__Tasks__:
a. Print the part of the melanoma model passage starting with "We implemented a" and going on through "efficiency and accuracy.".
b. List the features of the U-net architecture that the melanoma model passage gives.
c. Please pick up the melanoma model passage after its last sentence and continue it.

__Source document__:

We implemented a U-net architecture for our model, characterized by three down sampling layers and eight base filters, employing the Rectified Linear Unit (ReLU) as the activation function.16 This model was specifically designed to perform as a segmentation tool, with its output subsequently applied to the task of classification. The rationale behind opting for a segmentation approach, as opposed to a direct classification framework, lies in the enhanced interpretability it offers; it allows for clearer visualization of which pixels are being activated by the network. Additionally, by segmenting nevi and melanomas, we provide the network with more detailed information during the training phase, potentially improving the model's learning efficiency and accuracy.
Model training
Our model training process utilized two distinct U-net models within the Expligences Explipipe training framework: one aimed at identifying the area of the lesion, and another tasked with classifying whether the lesion is a melanoma. Both models underwent augmentation for brightness and rotation to enhance their robustness.

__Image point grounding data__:
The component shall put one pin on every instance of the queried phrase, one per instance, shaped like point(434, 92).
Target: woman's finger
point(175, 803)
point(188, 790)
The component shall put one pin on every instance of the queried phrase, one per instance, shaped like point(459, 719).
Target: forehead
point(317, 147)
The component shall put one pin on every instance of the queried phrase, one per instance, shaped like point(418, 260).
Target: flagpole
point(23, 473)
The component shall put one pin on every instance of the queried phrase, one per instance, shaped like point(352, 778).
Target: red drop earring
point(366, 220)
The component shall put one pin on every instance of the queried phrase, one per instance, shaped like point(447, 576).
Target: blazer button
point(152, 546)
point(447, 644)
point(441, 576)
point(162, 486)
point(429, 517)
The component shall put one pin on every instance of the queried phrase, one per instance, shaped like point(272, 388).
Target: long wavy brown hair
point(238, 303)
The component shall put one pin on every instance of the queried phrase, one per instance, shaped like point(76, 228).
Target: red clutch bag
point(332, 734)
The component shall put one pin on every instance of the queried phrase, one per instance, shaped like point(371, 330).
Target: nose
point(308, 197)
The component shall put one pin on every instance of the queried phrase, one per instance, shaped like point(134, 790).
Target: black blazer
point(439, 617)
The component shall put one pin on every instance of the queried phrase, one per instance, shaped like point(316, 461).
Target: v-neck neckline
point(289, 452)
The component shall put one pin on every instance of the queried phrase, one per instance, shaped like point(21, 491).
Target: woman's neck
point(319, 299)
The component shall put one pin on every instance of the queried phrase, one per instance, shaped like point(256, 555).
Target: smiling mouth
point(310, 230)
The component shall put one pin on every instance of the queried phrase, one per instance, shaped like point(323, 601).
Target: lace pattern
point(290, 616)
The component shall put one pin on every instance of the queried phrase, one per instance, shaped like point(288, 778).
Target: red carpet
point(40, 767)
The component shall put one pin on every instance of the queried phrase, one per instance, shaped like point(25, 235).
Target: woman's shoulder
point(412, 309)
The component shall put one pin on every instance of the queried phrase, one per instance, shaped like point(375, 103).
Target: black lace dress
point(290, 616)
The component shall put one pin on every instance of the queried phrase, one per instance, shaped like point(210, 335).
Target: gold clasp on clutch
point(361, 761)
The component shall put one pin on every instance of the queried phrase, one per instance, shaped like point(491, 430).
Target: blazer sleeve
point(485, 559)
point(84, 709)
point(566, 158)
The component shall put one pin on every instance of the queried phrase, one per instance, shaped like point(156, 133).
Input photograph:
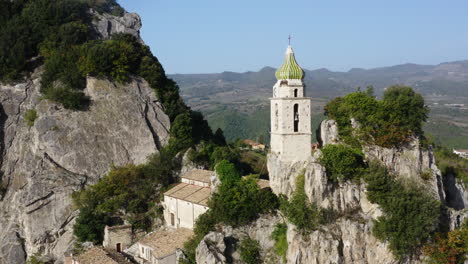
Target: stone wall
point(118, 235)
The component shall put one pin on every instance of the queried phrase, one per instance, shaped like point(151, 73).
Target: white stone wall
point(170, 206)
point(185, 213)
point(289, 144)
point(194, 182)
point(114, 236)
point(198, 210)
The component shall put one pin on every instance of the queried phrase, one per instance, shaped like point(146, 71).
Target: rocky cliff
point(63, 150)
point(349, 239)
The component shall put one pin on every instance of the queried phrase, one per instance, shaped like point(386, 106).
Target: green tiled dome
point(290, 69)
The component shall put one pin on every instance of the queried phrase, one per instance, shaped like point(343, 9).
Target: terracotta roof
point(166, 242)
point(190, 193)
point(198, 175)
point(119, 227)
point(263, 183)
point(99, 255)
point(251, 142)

==

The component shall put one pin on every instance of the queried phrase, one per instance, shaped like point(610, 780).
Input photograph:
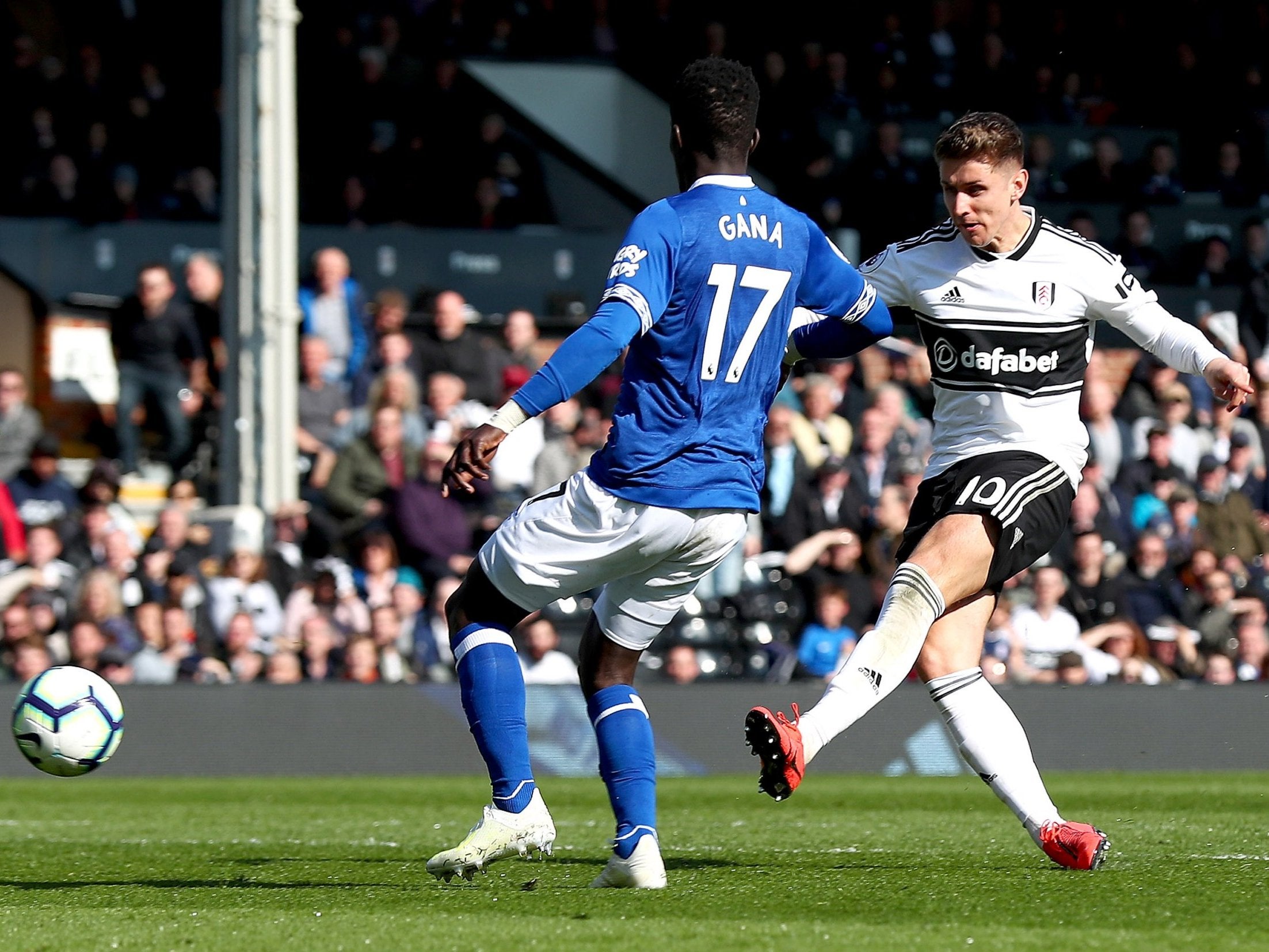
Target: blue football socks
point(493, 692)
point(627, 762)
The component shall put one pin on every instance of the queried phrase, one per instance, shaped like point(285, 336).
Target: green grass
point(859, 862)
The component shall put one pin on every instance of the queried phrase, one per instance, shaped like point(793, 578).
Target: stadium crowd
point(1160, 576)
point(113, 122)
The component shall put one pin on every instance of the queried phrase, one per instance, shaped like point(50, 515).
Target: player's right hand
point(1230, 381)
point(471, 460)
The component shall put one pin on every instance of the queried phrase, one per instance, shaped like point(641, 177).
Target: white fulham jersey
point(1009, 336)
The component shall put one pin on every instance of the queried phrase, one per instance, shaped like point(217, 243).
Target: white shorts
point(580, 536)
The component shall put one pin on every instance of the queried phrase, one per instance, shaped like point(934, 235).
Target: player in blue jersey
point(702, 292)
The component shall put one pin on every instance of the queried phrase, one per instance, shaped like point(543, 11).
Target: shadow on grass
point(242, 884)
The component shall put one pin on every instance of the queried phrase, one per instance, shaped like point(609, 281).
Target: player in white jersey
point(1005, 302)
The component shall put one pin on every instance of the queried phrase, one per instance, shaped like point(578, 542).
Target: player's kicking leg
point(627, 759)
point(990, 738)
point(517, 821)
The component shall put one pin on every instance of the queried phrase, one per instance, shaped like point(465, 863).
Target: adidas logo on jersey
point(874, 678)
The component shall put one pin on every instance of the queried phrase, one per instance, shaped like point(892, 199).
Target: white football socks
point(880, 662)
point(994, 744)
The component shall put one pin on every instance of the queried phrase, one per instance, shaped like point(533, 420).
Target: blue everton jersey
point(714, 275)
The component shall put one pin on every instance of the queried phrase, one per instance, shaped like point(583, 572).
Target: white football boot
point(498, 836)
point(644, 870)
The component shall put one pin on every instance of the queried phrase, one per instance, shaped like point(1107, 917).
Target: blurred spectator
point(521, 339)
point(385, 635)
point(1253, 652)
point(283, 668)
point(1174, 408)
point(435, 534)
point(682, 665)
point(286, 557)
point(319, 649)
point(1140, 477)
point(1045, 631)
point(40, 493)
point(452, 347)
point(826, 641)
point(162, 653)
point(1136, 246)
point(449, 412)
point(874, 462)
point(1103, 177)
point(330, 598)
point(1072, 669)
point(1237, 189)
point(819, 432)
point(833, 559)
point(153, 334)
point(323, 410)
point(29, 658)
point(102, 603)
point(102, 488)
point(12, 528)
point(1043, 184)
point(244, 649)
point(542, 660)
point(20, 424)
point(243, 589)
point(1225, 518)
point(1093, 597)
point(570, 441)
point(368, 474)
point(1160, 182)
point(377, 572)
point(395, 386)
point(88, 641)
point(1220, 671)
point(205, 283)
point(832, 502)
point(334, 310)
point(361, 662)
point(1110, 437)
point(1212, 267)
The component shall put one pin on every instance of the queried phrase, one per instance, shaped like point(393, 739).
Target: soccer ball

* * *

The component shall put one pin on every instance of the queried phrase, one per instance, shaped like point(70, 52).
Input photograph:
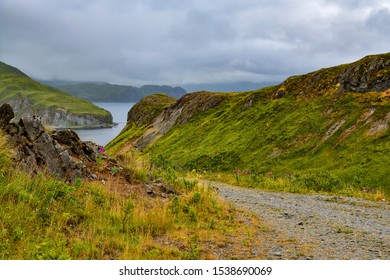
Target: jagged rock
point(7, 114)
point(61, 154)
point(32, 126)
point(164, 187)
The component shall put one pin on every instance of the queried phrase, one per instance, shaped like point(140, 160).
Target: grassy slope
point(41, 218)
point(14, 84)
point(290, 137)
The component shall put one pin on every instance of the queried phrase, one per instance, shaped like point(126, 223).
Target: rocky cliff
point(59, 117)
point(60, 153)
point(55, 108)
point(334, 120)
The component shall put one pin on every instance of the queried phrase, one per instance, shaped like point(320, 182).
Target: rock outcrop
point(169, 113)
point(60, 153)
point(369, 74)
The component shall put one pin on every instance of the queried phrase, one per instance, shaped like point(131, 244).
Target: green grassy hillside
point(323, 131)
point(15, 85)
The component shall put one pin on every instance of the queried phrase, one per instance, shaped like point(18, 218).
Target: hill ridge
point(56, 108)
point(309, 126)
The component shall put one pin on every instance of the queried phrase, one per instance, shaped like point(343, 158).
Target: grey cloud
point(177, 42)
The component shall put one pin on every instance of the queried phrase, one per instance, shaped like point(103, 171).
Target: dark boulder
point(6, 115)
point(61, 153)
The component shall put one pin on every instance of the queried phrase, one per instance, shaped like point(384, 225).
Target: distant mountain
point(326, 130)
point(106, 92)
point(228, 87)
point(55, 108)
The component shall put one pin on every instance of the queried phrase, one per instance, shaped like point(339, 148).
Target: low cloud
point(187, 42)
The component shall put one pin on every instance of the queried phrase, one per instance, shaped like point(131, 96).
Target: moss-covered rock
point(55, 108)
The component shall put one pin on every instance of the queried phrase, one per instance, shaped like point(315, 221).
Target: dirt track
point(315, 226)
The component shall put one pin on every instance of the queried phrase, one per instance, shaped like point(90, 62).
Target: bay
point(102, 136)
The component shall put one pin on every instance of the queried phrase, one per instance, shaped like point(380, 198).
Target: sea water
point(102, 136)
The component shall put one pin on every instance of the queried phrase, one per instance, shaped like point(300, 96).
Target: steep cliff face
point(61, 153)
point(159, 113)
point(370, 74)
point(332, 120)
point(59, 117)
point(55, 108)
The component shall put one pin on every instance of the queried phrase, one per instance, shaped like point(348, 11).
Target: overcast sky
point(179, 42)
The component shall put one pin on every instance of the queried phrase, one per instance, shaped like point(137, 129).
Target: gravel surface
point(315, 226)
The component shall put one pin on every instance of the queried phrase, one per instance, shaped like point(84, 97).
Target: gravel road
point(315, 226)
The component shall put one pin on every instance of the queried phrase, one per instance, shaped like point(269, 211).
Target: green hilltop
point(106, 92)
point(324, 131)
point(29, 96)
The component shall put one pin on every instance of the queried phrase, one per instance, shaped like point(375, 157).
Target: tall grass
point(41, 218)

__Answers for each item__:
a.
We implemented a U-net architecture for our model, characterized by three down sampling layers and eight base filters, employing the Rectified Linear Unit (ReLU) as the activation function.16 This model was specifically designed to perform as a segmentation tool, with its output subsequently applied to the task of classification. The rationale behind opting for a segmentation approach, as opposed to a direct classification framework, lies in the enhanced interpretability it offers; it allows for clearer visualization of which pixels are being activated by the network. Additionally, by segmenting nevi and melanomas, we provide the network with more detailed information during the training phase, potentially improving the model's learning efficiency and accuracy.

b.
- three down sampling layers
- eight base filters
- the Rectified Linear Unit (ReLU) as the activation function

c.
For the first model, which focuses on detecting the nevus area, categorical cross-entropy served both as the loss function and the evaluation metric. The process involved calculating the weighted central point of the model's output. Subsequently, a bounding box of dimensions 488×488 pixels was centered around this point, which then served as the input for the second network.
The second model, designed for melanoma classification, also utilized categorical cross-entropy as its loss function. However, the Area Under the Curve (AUC) was the chosen evaluation metric to identify the most effective network iteration. For AUC calculation, the pixel exhibiting the highest melanoma probability within the segmentation was considered the output. During the training of this second network, only melanoma segmentation masks were used, whereas nevus images were paired with empty segmentation masks. The network achieving the highest AUC was at epoch 1189, with an AUC score of 83.4% (Fig. 1C).
In the final step, a shallow random forest classifier was trained on the sorted probability outputs, applying a weighting factor of 10 to melanoma images. This strategy aimed to increase specificity, minimize false negatives, and leverage the entirety of the output data, not just the pixel with the highest probability. Incorporating this method raised the AUC to 88.5% on the validation set (Fig. 1D).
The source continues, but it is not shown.